- Trecho fornecido -
▼

611) Paul Kennedy revisita a historia da ONU

Charles De Gaulle chamava a ONU de "le grand machin", de forma depreciativa, por certo.
Não sei se Paul Kennedy, o celebrado historiador, autor de "Ascensão e queda das grandes potências", tem a mesma opinião.
Eu ainda não li e não conheço o livro que ele acaba de publicar sobre a ONU. Uma resenha foi publicada no NYT deste fim de semana.

Bad Company

THE PARLIAMENT OF MAN: The Past, Present, and Future of the United Nations.
By Paul Kennedy.
361 pp. Random House. $26.95.

Review by JAMES TRAUB
The New York Times Review of Books, August 13, 2006

If the United Nations didn’t exist, Fox News would have to invent it. There is no more satisfying all-purpose explanation for America’s failure to have its way in the world than “the U.N.” Indeed, our very own ambassador to the institution, John Bolton, has described it as “a target-rich environment” — like Iran, perhaps, but without the capacity to fight back.

▲

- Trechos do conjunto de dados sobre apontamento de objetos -

▼

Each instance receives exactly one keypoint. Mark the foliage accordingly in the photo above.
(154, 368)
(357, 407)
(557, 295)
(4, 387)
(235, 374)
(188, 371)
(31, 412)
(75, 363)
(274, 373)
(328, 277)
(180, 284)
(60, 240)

▲

- Objetivos -
1 - Diga se cada afirmação abaixo está de acordo com o texto sobre o livro de Paul Kennedy acerca da ONU. Responda sim ou não e cite as palavras do texto que decidem a questão. (a) Quem escreve o texto já leu o novo livro de Paul Kennedy sobre a ONU. (b) Uma resenha do livro saiu no NYT. (c) O livro tem 361 páginas.
2 - Prolongue o texto sobre o livro de Paul Kennedy acerca da ONU a partir da última frase apresentada, na mesma língua da resenha.

- Respostas -
1 -
(a) Não: "Eu ainda não li e não conheço o livro que ele acaba de publicar sobre a ONU."
(b) Sim: "Uma resenha foi publicada no NYT deste fim de semana."
(c) Sim: "361 pp."

2 -
It takes a brave man, or a blithe one, to write about the United Nations as if it had some purpose other than either to obstruct or to accommodate American policy goals. I’m not sure which category the Yale historian Paul Kennedy belongs to, but it’s safe to say “The Parliament of Man” will earn him no credit from the America-first crowd.

One of the chief virtues of this even-handed, mild-mannered appraisal is Kennedy’s ability to embed the United Nations in the long history of schemes to end war once and for all. The dream of substituting reason for force, he writes, was “a central part of the intellectual architecture of the Enlightenment” — most famously captured in Immanuel Kant’s “Perpetual Peace” of 1795. Statesmen themselves had little patience for such castles in the sky — until the 19th-century tangle of treaty obligations was buried, along with the youth of Europe, beneath the fields of Flanders. War had now become so abhorrent that the Kantian project seemed not naïve but indispensable, and the world’s chief states sought collective security in a League of Nations.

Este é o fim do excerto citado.